Written instruction: The data must be written out once more, precisely as given.

Records shown:
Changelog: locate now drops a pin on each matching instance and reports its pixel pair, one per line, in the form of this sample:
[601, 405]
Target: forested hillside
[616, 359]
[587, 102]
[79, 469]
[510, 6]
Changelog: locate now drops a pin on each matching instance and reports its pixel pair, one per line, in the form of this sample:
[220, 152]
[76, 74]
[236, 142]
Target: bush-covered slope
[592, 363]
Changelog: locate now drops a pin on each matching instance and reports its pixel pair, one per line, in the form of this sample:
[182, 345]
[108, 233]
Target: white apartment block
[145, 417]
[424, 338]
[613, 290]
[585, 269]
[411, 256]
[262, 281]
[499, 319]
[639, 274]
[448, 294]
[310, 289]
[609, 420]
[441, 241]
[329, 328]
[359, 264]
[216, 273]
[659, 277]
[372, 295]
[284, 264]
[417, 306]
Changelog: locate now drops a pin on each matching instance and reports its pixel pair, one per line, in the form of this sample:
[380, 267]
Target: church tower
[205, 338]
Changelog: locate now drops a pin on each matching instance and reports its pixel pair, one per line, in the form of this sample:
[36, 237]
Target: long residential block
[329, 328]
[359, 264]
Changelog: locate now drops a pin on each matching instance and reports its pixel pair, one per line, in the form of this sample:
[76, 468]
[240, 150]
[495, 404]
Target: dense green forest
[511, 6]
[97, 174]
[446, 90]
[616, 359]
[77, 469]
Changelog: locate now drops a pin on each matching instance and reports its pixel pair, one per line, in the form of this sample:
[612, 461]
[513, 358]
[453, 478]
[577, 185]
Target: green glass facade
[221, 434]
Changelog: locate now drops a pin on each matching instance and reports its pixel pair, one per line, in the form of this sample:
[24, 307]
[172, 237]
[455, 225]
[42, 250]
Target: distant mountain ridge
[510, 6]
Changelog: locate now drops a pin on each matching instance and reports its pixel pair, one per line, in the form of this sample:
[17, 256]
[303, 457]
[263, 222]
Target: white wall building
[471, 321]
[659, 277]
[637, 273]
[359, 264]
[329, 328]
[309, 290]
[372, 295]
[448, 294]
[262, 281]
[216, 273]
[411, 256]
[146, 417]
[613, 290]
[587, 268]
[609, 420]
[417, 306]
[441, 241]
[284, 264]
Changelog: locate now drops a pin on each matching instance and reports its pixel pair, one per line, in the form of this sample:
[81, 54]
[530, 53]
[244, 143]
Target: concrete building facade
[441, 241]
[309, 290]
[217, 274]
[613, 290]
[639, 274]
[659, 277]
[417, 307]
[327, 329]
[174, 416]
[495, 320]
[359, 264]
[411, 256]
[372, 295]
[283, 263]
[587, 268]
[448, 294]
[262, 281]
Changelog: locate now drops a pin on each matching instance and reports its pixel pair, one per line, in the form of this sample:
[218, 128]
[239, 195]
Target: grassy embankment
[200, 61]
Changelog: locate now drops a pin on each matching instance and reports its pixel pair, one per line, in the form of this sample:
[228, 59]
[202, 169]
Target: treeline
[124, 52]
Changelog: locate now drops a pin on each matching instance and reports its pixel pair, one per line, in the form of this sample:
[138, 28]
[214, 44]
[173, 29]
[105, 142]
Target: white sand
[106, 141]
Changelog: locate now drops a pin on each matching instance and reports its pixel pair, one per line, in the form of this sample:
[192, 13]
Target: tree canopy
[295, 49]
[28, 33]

Solution:
Changelog: locate now drops a pin on each matching instance and reports its pixel pair, one per line, in the form of this sample:
[601, 405]
Target: forested hillside
[616, 359]
[587, 102]
[79, 469]
[510, 6]
Changelog: locate now drops a pin on each matching instance and reports its pixel pair, one per line, in the form of this sample:
[220, 152]
[76, 74]
[236, 142]
Target: bush-covered slope
[592, 363]
Changelog: locate now drops a pin on each matching instance and reports its pixel pair, one per line, in the form of this sample:
[182, 345]
[108, 233]
Target: white apartment block
[145, 417]
[424, 338]
[613, 290]
[585, 269]
[411, 256]
[262, 281]
[499, 319]
[639, 274]
[448, 294]
[310, 289]
[609, 420]
[441, 241]
[329, 328]
[359, 264]
[216, 273]
[659, 277]
[372, 295]
[284, 264]
[417, 306]
Changelog: locate now drops a pin on each matching instance and reports its pixel pair, one per line, in the form of this sample:
[380, 267]
Target: church tower
[205, 338]
Changelog: locate now drops a pin on each matching instance and reports its pixel pair, one per line, in the form of this sample:
[36, 237]
Target: long residential block
[329, 328]
[359, 264]
Changelog: locate now drops a pin on each matching instance and reports its pixel pair, one per line, in the form of this sample:
[76, 468]
[240, 150]
[495, 404]
Target: dense green forest
[511, 6]
[97, 174]
[446, 90]
[616, 359]
[77, 469]
Changelog: locate now drops a pin on each matching instance and reports its pixel pair, one per line, in the form of this sample:
[612, 461]
[513, 358]
[453, 478]
[577, 185]
Target: green glass facade
[221, 434]
Changelog: locate now drops a pin on each matching instance and reports its pixel pair, one per line, in the form of this sample:
[24, 307]
[172, 237]
[455, 225]
[42, 250]
Target: distant mountain ridge
[510, 6]
Changelog: locate now drops a pin on each matching instance and reports its pixel pair, one per line, in the form of this sample:
[17, 256]
[303, 457]
[263, 222]
Target: white wall building
[471, 321]
[659, 277]
[637, 273]
[359, 264]
[329, 328]
[309, 290]
[372, 295]
[448, 294]
[262, 281]
[216, 273]
[411, 256]
[146, 417]
[613, 290]
[587, 268]
[609, 420]
[417, 306]
[441, 241]
[284, 264]
Changelog: locate now drops a pin on each matching instance and reports its pixel pair, one per line, in the form of this sample:
[81, 54]
[530, 53]
[244, 143]
Target: concrete building facade
[441, 241]
[309, 290]
[217, 274]
[613, 290]
[639, 274]
[659, 277]
[417, 307]
[327, 329]
[174, 416]
[495, 320]
[359, 264]
[411, 256]
[372, 295]
[283, 263]
[587, 268]
[448, 294]
[262, 281]
Changelog: locate now drops a pin on each matching instance and reports its pixel pair, one per line, in the form of this sample:
[218, 128]
[239, 195]
Target: grassy embankment
[200, 61]
Changelog: locate now drops a pin on each matching instance and reports its pixel pair, one per line, in the form of this sample:
[228, 59]
[202, 169]
Target: treeline
[124, 52]
Changelog: locate now drops a pin on each matching instance and reports its pixel pair, one per line, in the form of this sample:
[138, 28]
[214, 44]
[173, 29]
[105, 142]
Target: white sand
[106, 141]
Changelog: locate now drops a pin on each matching instance and reports its pixel pair, one per line, in the form of this sample:
[192, 13]
Target: tree canopy
[295, 49]
[28, 33]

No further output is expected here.